Task instructions
Set down each line of the data below exactly as it stands, dropping the pictures.

----------

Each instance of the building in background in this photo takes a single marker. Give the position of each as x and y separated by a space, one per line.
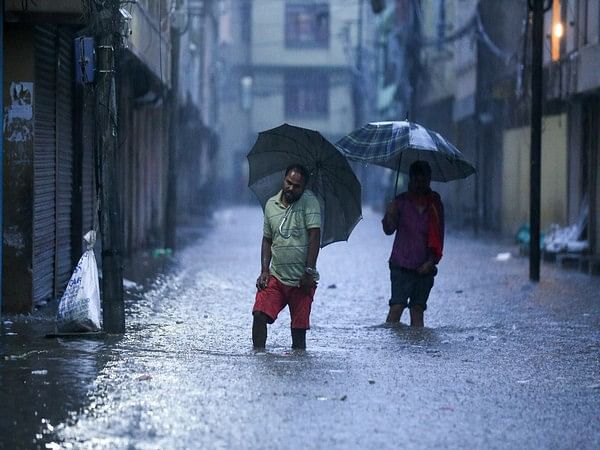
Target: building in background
285 61
473 61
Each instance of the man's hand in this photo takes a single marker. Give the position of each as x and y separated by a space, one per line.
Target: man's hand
391 209
307 283
425 268
262 281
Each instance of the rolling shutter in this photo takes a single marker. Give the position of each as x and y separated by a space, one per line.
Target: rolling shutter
64 159
44 165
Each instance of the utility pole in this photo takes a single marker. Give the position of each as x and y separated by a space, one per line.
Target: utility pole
108 26
538 8
1 149
358 97
174 122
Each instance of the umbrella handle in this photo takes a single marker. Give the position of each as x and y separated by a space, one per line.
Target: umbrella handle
397 176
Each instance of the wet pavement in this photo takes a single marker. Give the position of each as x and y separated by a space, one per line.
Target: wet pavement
502 363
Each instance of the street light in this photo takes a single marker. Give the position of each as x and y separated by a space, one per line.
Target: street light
558 30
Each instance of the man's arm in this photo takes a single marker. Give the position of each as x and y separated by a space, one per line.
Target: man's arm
390 220
314 242
265 262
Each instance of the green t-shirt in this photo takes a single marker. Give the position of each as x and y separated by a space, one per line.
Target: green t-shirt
288 230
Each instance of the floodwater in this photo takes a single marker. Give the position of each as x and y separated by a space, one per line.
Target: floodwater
502 363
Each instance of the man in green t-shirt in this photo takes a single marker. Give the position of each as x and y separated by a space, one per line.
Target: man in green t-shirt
290 246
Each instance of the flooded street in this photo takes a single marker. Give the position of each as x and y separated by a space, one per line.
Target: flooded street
502 363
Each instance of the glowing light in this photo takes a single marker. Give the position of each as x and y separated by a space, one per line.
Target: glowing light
558 30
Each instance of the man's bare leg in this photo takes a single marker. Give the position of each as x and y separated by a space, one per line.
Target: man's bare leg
298 338
395 314
416 316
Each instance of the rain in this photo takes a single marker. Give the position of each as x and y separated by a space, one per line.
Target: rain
222 133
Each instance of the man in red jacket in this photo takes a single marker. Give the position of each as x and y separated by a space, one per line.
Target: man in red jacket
417 218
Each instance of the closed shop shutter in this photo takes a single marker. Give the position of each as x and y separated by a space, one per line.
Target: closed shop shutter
44 165
64 158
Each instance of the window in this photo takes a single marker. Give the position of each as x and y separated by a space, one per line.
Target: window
306 94
307 25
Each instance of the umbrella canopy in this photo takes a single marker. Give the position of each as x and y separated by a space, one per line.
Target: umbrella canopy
331 177
397 145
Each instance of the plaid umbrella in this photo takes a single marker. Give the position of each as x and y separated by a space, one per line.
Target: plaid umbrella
331 178
397 145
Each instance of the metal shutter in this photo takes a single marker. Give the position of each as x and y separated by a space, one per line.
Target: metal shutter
44 166
64 159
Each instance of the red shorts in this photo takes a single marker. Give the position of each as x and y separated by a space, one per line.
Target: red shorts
277 295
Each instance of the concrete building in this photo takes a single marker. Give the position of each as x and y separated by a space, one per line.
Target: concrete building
286 61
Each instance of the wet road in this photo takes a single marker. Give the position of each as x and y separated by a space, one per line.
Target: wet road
501 363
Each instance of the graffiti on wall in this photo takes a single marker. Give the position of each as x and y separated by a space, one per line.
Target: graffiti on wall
18 116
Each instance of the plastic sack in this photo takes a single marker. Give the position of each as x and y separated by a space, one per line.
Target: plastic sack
79 307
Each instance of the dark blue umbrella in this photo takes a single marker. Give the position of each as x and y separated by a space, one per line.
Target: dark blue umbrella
331 177
397 145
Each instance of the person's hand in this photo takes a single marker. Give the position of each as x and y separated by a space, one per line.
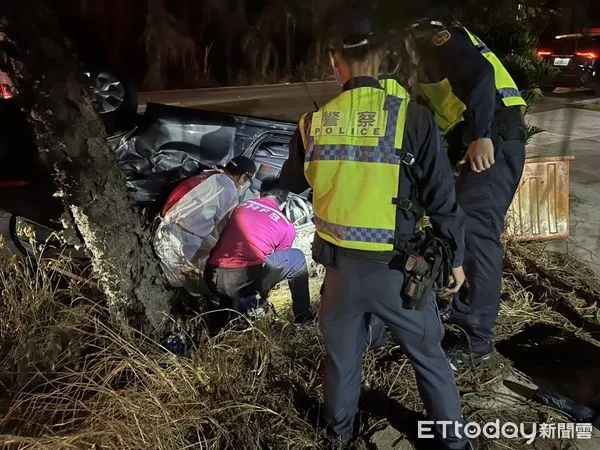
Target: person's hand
480 154
459 278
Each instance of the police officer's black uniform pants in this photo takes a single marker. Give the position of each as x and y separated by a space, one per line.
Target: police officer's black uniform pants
485 197
353 288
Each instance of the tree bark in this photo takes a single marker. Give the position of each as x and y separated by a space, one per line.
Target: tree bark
72 143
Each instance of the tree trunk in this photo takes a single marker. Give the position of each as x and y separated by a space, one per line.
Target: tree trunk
72 140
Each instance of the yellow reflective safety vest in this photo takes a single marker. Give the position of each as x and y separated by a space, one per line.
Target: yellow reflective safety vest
448 108
353 164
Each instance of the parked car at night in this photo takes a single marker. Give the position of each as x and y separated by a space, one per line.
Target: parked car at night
577 57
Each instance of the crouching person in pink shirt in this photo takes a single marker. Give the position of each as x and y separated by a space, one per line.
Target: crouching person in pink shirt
254 253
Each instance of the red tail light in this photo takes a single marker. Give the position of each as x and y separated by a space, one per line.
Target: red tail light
7 91
588 55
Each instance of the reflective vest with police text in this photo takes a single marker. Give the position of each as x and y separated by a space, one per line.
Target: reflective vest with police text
353 166
448 108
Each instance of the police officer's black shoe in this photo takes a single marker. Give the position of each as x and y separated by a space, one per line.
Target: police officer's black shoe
462 358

----------

Full output
Each instance of the building in background in this photo takes a single marker. Give the position of each as x and y separated by a space, one per line.
Target: building in background
285 61
473 61
Each instance of the man's hand in this photo takes a single marker. Give the position of each as x and y separated by a space, one per line.
Target: man's hand
391 209
307 283
425 268
262 281
Each instance of the rolling shutter in this photo takes a single marker. Give the position of each as x and y separated by a space, one per line.
Target: rolling shutter
64 159
44 165
Each instance of the utility pole in this photo takes a single marker. Give the position of each as x and y separated by a space, one per line.
Target: utility pole
108 26
538 8
1 149
358 97
174 122
Each instance of the umbrella handle in this photo takes a single marker. Give the position of each as x and y separated by a space, one per line.
Target: umbrella handle
397 176
Each instance of the wet pavement in this photo takes a single marker. Give the position of each as x and y separated by a space, one per line.
Target: wet pavement
502 363
Each instance of the street light in this photo takes a single marker. Give the position of each as x and y separated by a space, one per line.
Target: street light
558 30
Each instance of the man's arm in this photo takes a single marker. Give the position of each as x and y separated by a space, one per line.
Target: man's arm
390 220
314 242
265 262
Each instance of the green t-shirt in this photo takes a single marker. Give the position of each as x and y separated by a space, one per line.
Target: green t-shirt
288 230
Each instance of the floodwater in this photo takes a single marker. Give the position of each as x and y separated by a space, one per line.
Target: floodwater
502 363
Each instance of the man in green t-shirt in this photo takes a single marker. Give the position of each as x and y separated by a space, one per line.
Target: man in green t-shirt
290 246
Each instance of the flooded street in this photo takes a single marker. Give the position of each as x and y separated by a space, one per line.
Target: flooded street
502 363
Each instance of the glowing light in this photo takes a single marker. Give the position of each as x and y separated by a space, one per line.
Target: glowing light
558 30
Each instance of the man's bare leg in this photo takes a single marker. Give the position of each as x and y separated by a space, one per line.
Target: man's bare leg
298 338
395 314
416 316
Each instance of the rain in this photo takes a single marker. Give the position of each as x and y separated by a space, one per line.
Target: rain
222 133
Each instance of the man in red jacket in this photo takes a single marker. Give the position of each as x and y separated by a space, one per line.
Target: man in red jacket
417 218
Each instance of the closed shop shutter in this photo takes a single marker. Give the position of each as x and y separated by a space, one per line.
Target: closed shop shutter
44 165
64 158
Each instance of the window in this photo takes a single marker. Give the position of each as x and y separated by a space, one per line.
Target: window
306 94
307 25
Each instance of the umbrella canopy in this photo takes a single marker. Give the position of each as x and y separated by a space, one per line.
Target: umbrella canopy
331 177
397 145
Each instance of the plaid umbrella in this photo takes a single marker. Give the position of each as x and y separated by a space, one per line.
Target: plaid umbrella
331 178
397 145
Each instance of the metal shutter in this photo takes a single marker. Give the position of each as x and y separated by a space, one per line.
Target: metal shutter
44 166
64 159
Each instance of the red shorts in this photo takes a single marker. Give the position of each as x and y separated by a space, one per line.
Target: red shorts
277 295
Each instance of the concrete building in this photo takes a single marker. Give the position of each as x and y separated by a space, one per line.
Target: concrete building
286 61
Each instance of the wet road in this photo takes a single marker. Give the position of each as x and y separated by a space, one per line.
Target: wet road
501 363
Each instance of the graffiti on wall in this photo takes a single marker. Give the position of each as x and y separated by a space, one per line.
Target: graffiti on wall
18 116
Each instance of the plastic sack in this photo takes a single marker. Give the position of each as x and y separated by a space, one per line.
Target: plastic sack
79 307
Each instance of the dark blue umbrella in this photo takes a single marker. Give the position of each as x and y separated by a space, one per line.
Target: dark blue umbrella
331 177
397 145
Each instance of the person's hand in this photo takes a single marker. Give the position of each as x and y separated by a space, one per line.
Target: person's hand
480 154
459 278
Each instance of the police officer's black uniform pants in this photo takes a single marker. Give the position of each as x and y separated by a space, one per line.
Target: police officer's black uniform pants
485 197
353 288
Each instance of the tree bark in this photo takes a single marker. Give the position of each as x and y separated by a space, one per line.
Target: tree bark
72 143
Each instance of the tree trunk in this photo takes a single marker. Give the position of each as x and y separated by a space, one per line.
Target: tree trunk
72 140
Each instance of the yellow reflective safety vest in this photo takes a single marker. Give the position of each as x and y separated by a space, one per line.
Target: yellow reflective safety vest
448 108
353 164
Each instance of the parked car at night in this photo takes a single marker. Give the position of each as x and y separated by a space, one per line.
Target: parked car at night
577 57
Each instance of the crouching person in pink shirt in this photo takes a single marker. Give the position of each as x and y separated by a space, one per line.
Target: crouching person in pink shirt
254 253
Each instance of the red tail light in this photo takes a single marker. Give the position of each as x and y separated by a space, one per line.
Target: red tail light
7 91
588 55
Each instance of the reflective vest with police text in this photo takes a single marker. Give the position of each as x and y separated by a space, one per line.
Target: reflective vest with police text
353 166
448 108
Each instance of the police officer's black shoe in this photo takes a single marker. Give the position of each as x and y separated by a space, one per line.
Target: police officer's black shoe
462 358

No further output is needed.